── Provided information

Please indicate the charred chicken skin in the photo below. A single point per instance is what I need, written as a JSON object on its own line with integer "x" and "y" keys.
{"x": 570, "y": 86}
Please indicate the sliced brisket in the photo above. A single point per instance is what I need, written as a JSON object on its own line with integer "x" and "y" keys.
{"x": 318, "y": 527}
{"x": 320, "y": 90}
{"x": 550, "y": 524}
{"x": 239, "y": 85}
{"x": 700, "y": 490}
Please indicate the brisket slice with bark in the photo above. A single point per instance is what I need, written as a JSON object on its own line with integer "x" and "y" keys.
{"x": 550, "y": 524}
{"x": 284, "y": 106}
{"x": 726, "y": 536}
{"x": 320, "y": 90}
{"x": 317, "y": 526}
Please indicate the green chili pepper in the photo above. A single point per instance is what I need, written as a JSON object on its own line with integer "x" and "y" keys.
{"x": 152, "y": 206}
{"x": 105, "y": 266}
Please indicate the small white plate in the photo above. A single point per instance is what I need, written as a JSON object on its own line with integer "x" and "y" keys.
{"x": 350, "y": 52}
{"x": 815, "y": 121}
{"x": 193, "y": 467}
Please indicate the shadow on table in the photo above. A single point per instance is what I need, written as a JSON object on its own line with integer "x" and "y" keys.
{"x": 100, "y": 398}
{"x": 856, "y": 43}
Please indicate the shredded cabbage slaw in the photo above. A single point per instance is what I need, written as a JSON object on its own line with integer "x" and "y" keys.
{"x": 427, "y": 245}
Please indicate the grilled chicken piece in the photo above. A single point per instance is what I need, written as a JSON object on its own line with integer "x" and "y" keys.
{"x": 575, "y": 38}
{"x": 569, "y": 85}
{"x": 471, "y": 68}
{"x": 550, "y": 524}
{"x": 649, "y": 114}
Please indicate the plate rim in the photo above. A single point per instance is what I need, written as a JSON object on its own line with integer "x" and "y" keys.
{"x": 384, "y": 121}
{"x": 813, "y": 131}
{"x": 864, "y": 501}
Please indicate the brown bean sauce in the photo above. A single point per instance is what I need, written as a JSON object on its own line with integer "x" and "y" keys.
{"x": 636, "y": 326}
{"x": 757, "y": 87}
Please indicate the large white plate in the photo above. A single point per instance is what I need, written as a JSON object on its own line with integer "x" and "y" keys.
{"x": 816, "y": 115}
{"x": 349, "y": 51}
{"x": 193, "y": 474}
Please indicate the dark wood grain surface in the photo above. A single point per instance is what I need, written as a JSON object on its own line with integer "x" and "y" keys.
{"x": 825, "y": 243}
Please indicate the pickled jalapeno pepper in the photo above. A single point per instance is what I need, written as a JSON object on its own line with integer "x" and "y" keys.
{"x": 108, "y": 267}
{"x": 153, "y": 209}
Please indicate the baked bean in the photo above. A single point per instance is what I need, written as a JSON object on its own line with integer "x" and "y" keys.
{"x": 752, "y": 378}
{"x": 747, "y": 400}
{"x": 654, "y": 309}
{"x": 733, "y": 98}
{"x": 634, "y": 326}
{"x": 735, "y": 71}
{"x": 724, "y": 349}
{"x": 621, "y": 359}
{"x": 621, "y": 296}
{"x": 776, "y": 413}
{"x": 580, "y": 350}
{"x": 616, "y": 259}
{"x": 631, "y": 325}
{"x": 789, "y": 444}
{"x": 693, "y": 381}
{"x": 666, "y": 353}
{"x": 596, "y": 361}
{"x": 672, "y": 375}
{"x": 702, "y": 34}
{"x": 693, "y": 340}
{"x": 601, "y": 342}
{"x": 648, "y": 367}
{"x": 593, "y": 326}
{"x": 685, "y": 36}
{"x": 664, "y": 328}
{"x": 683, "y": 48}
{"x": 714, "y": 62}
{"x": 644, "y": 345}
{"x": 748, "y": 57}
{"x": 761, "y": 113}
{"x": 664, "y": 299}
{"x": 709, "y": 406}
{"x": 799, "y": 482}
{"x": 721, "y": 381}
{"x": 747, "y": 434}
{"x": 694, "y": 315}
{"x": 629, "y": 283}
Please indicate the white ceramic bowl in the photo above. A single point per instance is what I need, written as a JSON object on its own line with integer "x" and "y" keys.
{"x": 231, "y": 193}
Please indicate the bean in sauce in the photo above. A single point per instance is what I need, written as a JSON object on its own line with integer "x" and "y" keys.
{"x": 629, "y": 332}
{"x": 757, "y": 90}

────

§ What you should do
Everything in the material above is to be copied exactly.

§ The answer
Please indicate the charred chicken skin in the photo below. A single point per instance is what I need, written as a JSON object on its own line with integer "x" and "y" keys.
{"x": 570, "y": 86}
Please indicate the sliced brisket in the photo above. A single point per instance is what I need, written as a JSON object on its own line with integer "x" and "y" keys.
{"x": 318, "y": 527}
{"x": 320, "y": 90}
{"x": 550, "y": 524}
{"x": 239, "y": 85}
{"x": 700, "y": 490}
Please indicate the brisket slice with bark in the photo above. A single point per instance is what I need, written as a JSON object on its own line with integer "x" and "y" keys.
{"x": 550, "y": 524}
{"x": 284, "y": 106}
{"x": 726, "y": 536}
{"x": 320, "y": 90}
{"x": 317, "y": 526}
Please indicate the green chili pepper in the photo above. A single point per instance is what I need, written as a JSON object on its own line with integer "x" and "y" keys.
{"x": 152, "y": 206}
{"x": 105, "y": 266}
Please indicate the small white plate in the photo above. A single point per instance is what I need, written as a JSON object on its own line with integer "x" and "y" keys.
{"x": 350, "y": 52}
{"x": 815, "y": 121}
{"x": 193, "y": 467}
Please indicate the shadow on table in the photo above. A single point per instance is what I need, written as a JSON object on its own line with integer "x" and "y" keys.
{"x": 100, "y": 398}
{"x": 856, "y": 43}
Please indicate the shredded cabbage slaw in the photo above. A single point per instance is what I need, written as a JSON object on its own line with integer "x" and "y" keys.
{"x": 427, "y": 245}
Please indicate the grilled chicken piece in the photo above. A single point per instance is what I need, written as a JSON object on its own line with integer "x" and "y" keys.
{"x": 575, "y": 38}
{"x": 569, "y": 85}
{"x": 471, "y": 68}
{"x": 550, "y": 524}
{"x": 649, "y": 114}
Please indicate the plate rim in the photo above. A single point per instance is what I need, written as a JSON object on its own line with integer "x" and "y" keys.
{"x": 384, "y": 121}
{"x": 813, "y": 131}
{"x": 864, "y": 501}
Please indicate the brown bean sauce in the photo above. A single point per instance is what I need, written as a JSON object on its own line with integer "x" and "y" keys.
{"x": 636, "y": 326}
{"x": 757, "y": 87}
Please indicate the large white plate in the photo above. A single point per instance is what I need, written as a JSON object on its own line with integer "x" and "y" keys.
{"x": 816, "y": 115}
{"x": 349, "y": 51}
{"x": 193, "y": 474}
Please indicate the dark wood grain surface in the photo above. A single point per instance is what I need, written as a JSON object on its own line with integer "x" and "y" keys.
{"x": 825, "y": 243}
Please indicate the pickled jalapeno pepper in the photo above. A single point per instance is what I need, written as a JSON object on its own line with integer "x" and "y" keys.
{"x": 108, "y": 267}
{"x": 153, "y": 209}
Please indicate the baked bean in the photo above. A single point per instance is what I need, written as a JSON object on its own line with integer "x" and "y" keys.
{"x": 752, "y": 378}
{"x": 747, "y": 400}
{"x": 654, "y": 309}
{"x": 733, "y": 98}
{"x": 634, "y": 326}
{"x": 735, "y": 71}
{"x": 724, "y": 349}
{"x": 621, "y": 359}
{"x": 621, "y": 296}
{"x": 776, "y": 413}
{"x": 580, "y": 350}
{"x": 616, "y": 259}
{"x": 631, "y": 325}
{"x": 789, "y": 444}
{"x": 693, "y": 381}
{"x": 666, "y": 353}
{"x": 596, "y": 361}
{"x": 672, "y": 375}
{"x": 702, "y": 34}
{"x": 693, "y": 340}
{"x": 601, "y": 342}
{"x": 648, "y": 367}
{"x": 593, "y": 326}
{"x": 685, "y": 36}
{"x": 664, "y": 328}
{"x": 683, "y": 48}
{"x": 714, "y": 62}
{"x": 644, "y": 345}
{"x": 748, "y": 57}
{"x": 761, "y": 113}
{"x": 664, "y": 299}
{"x": 709, "y": 406}
{"x": 799, "y": 482}
{"x": 721, "y": 381}
{"x": 747, "y": 434}
{"x": 694, "y": 315}
{"x": 629, "y": 283}
Please indicate the white ceramic bowl in the photo above. A single point per instance is what I need, written as a JSON object on its own line with integer "x" and "y" keys.
{"x": 231, "y": 193}
Please indicate the bean in sauce in the photo above. A single point per instance is what I need, written as a JSON object on its own line with integer "x" and "y" keys.
{"x": 629, "y": 332}
{"x": 757, "y": 90}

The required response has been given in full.